Daftar Tugas:
a – Dalam opini tentang Polri, bagaimana tingkat kepercayaan publik terhadap Polri dibandingkan lembaga hukum lainnya menurut survei LSI?
b – Tolong lanjutkan opini tentang Polri, mulai setelah kalimat terakhir yang tercantum.

Teks Halaman:
::::::::::

Opini
Opini: Institusi Hukum atau Mesin Skandal?
Dari kasus suap, rekayasa hukum, hingga keterlibatan dalam mafia kejahatan, citra Polri kian tercoreng di mata publik.
Oleh: Ernestus Holivil
Dosen Administrasi Publik Universitas Nusa Cendana Kupang - NTT
POS-KUPANG.COM - Di tengah dinamika sosial dan hukum yang terus berkembang saat ini, Polisi Republik Indonesia (Polri) berdiri sebagai garda terdepan dalam menjaga keamanan dan ketertiban masyarakat.
Sebagai institusi negara, Polri memiliki tanggung jawab besar dalam menegakkan supremasi hukum tetap terjaga.
Namun, di balik mandat tersebut, berbagai skandal melibatkan oknum aparat justru merusak kredibilitas institusi ini.
Dari kasus suap, rekayasa hukum, hingga keterlibatan dalam mafia kejahatan, citra Polri kian tercoreng di mata publik.
Survei terbaru dari Lembaga Survei Indonesia (LSI) menunjukkan bahwa institusi ini memiliki tingkat kepercayaan publik paling rendah dibandingkan lembaga hukum lainnya.

::::::::::

Kutipan Baris:

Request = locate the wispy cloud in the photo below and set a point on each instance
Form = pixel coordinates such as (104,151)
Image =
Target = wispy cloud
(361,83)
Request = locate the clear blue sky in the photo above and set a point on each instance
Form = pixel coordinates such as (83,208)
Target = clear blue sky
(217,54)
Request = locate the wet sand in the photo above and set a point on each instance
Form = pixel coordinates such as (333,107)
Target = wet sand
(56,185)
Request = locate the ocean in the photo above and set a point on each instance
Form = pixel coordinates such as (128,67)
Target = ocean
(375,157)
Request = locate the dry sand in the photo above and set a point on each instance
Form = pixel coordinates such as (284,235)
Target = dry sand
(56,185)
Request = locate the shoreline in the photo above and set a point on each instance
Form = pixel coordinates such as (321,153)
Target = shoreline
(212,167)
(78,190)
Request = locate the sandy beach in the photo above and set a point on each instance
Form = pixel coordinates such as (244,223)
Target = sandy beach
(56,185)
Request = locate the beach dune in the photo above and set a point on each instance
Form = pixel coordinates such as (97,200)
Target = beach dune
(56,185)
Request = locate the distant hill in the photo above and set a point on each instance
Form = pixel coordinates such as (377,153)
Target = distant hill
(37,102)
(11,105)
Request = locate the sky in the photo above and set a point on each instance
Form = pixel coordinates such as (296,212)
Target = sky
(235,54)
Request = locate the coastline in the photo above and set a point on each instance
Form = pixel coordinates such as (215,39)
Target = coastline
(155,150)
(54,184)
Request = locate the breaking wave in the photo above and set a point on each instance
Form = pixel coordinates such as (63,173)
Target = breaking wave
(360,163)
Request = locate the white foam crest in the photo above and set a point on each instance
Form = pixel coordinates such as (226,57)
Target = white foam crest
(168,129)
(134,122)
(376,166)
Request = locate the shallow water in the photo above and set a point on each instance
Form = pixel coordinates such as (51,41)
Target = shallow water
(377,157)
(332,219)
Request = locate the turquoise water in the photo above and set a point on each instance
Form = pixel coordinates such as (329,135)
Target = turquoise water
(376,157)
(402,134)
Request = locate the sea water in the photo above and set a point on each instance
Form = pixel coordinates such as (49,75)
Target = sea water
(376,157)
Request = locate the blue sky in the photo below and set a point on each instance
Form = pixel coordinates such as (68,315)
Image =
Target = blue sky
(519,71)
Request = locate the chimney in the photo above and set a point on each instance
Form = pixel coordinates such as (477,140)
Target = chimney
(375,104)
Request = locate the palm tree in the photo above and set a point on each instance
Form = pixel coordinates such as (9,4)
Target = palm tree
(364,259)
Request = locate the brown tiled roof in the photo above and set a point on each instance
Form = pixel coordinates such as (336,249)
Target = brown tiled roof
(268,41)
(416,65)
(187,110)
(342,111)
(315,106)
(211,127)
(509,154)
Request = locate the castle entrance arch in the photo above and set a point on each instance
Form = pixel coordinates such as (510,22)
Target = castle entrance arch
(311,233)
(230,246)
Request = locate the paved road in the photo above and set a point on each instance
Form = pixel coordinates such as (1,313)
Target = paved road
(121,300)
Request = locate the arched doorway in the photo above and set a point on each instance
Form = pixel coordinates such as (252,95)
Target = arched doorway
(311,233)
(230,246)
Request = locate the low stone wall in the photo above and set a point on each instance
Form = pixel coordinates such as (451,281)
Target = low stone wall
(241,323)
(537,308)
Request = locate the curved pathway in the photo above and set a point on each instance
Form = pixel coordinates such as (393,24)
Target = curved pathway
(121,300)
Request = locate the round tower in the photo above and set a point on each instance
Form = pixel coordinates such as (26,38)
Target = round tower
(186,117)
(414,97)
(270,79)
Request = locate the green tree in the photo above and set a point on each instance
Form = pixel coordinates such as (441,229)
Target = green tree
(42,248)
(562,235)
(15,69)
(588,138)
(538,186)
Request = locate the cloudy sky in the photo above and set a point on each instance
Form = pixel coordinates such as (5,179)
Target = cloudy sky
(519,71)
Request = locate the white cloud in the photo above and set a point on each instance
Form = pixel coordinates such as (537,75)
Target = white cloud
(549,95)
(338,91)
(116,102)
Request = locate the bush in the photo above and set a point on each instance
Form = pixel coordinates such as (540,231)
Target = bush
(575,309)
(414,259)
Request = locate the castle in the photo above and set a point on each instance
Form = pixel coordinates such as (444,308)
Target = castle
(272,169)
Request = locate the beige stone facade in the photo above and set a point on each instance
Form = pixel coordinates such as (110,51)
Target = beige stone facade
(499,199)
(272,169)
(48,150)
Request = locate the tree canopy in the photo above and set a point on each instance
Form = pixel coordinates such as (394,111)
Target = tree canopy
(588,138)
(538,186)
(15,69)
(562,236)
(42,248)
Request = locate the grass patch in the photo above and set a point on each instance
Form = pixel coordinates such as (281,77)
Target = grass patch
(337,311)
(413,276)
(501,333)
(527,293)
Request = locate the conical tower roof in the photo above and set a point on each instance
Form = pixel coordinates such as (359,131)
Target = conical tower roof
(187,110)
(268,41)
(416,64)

::::::::::

Hasil:
a – Paling rendah dibandingkan lembaga hukum lainnya.

b –
Kejaksaan Agung dan KPK masih dianggap lebih kredibel, sementara Polri justru menghadapi sorotan tajam atas ketidaktransparanannya dalam menangani berbagai kasus hukum.
Fenomena ini menimbulkan kekhawatiran: apakah Polri benar-benar masih berfungsi sebagai institusi hukum independen, atau justru telah berubah menjadi "mesin skandal" yang menggerogoti kepercayaan publik?
Apakah Polri masih memiliki kapasitas untuk mereformasi diri sebelum kehancuran kepercayaan ini mencapai titik yang tidak bisa diperbaiki?
Budaya Impunitas
Salah satu masalah mendasar yang membuat Polri kehilangan kepercayaan publik adalah mengakarnya budaya impunitas.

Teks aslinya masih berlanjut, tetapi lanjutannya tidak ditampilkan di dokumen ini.